Requirements —
Can you rewrite the material below with every "wood plank" changed to "wooden board" and everything else kept the same, leaving the pictures out?
Start
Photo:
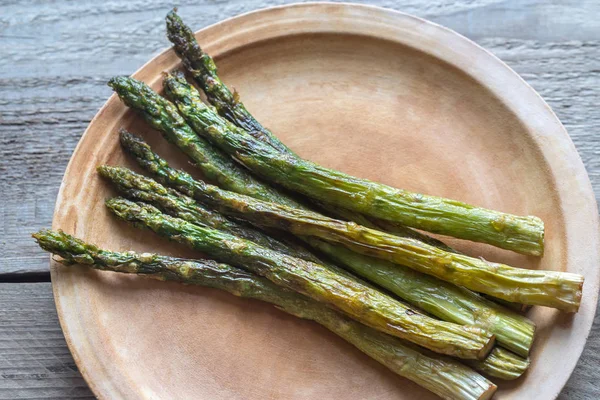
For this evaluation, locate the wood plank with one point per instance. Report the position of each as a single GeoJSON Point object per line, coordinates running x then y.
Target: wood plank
{"type": "Point", "coordinates": [57, 58]}
{"type": "Point", "coordinates": [35, 362]}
End
Complete response —
Photo:
For this evaluation, locate the wooden board with one point per instance. Report the position of each as a single GeoJSON Point object per line, coordinates running x then y.
Target: wooden board
{"type": "Point", "coordinates": [57, 58]}
{"type": "Point", "coordinates": [35, 362]}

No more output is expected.